Quoted passage:
Diseases/Conditions

Aluminum Adjuvant in Vaccines: A Smoking Gun Autism Link?

December 2, 2011 by admin in Vaccines with 415 Comments
Baby looking up at needle

Needle is a doctored photo by William Rafti of the William Rafti Institute. Thanks to Morgue File (http://morguefile.com) for use of the adorable baby photo.

A new study shows a likely causal relationship between the vaccination adjuvant, aluminum, and autism. It is rigorous and makes a point of eliminating any artifacts that might skew the results.

The study’s focus is on the adjuvant aluminum. It’s a known neurotoxin that’s commonly used in vaccines. Of the 32 currently recommended vaccines for preschool children in the US, 18 contain aluminum. The number of vaccinations increased from 10 to 32 between the late ’70s and 2008. During this time, the prevalence of autism spectrum disorders (ASD) in children increased an astonishing 2000 percent. Yet, no serious study of a possible connection between childhood vaccines with adjuvant aluminum and ASD had been done … until now.

The researchers have provided compelling evidence that not only is there a link between aluminum in vaccines and autism spectrum disorder (ASD), they have also provided strong reason to believe that there may be a cause and effect connection. At the very least, this should be taken as a smoking gun indication of a direct link between vaccinations and ASD. Whether it’s proof positive of a connection between aluminum in vaccinations and ASD will require more research.

The data:
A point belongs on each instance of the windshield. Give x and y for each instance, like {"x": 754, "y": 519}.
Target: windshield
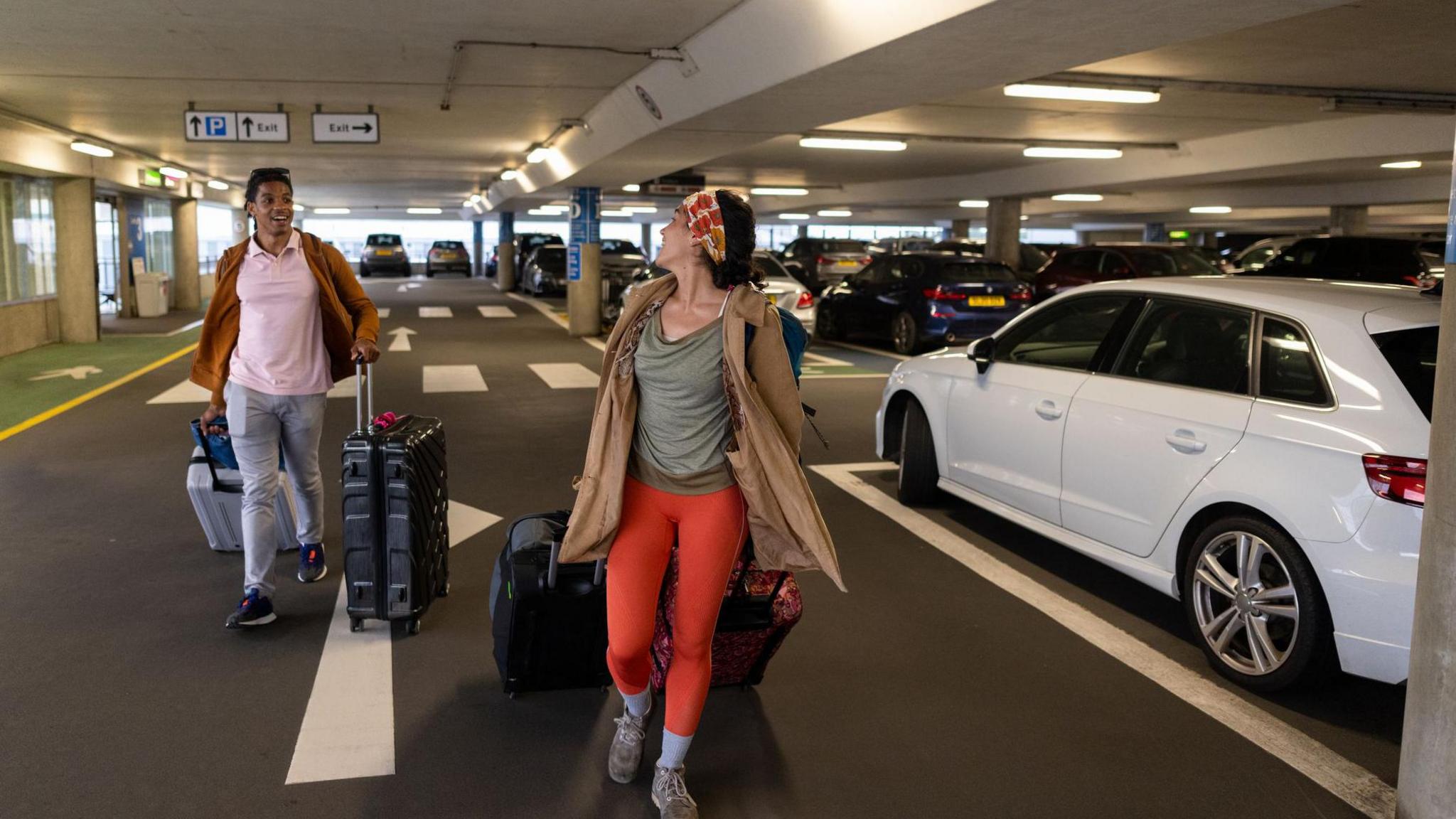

Exercises to complete:
(A) From the page on aluminum adjuvant in vaccines, transcribe the part that opens with the words containing "Aluminum Adjuvant in" and closes with "skew the results.".
(B) Answer these questions using the page on aluminum adjuvant in vaccines:
(i) On what date was the page posted?
(ii) Of the 32 vaccines currently recommended for preschool children in the US, how many contain aluminum?
(iii) Who made the doctored needle photo?
(C) Turn the paragraph of the aluminum adjuvant page beginning "The study's focus is on the adjuvant aluminum" into a short list that keeps its main facts.

Per-task outputs:
(A)
Aluminum Adjuvant in Vaccines: A Smoking Gun Autism Link?

December 2, 2011 by admin in Vaccines with 415 Comments
Baby looking up at needle

Needle is a doctored photo by William Rafti of the William Rafti Institute. Thanks to Morgue File (http://morguefile.com) for use of the adorable baby photo.

A new study shows a likely causal relationship between the vaccination adjuvant, aluminum, and autism. It is rigorous and makes a point of eliminating any artifacts that might skew the results.

(B)
(i) December 2, 2011
(ii) 18
(iii) William Rafti of the William Rafti Institute

(C)
- The study focuses on the adjuvant aluminum, a known neurotoxin commonly used in vaccines.
- Of the 32 vaccines currently recommended for US preschool children, 18 contain aluminum.
- The number of vaccinations rose from 10 to 32 between the late '70s and 2008.
- Over the same period, the prevalence of autism spectrum disorders (ASD) in children rose 2000 percent.
- Until this study, no serious study had examined a possible connection between childhood vaccines with adjuvant aluminum and ASD.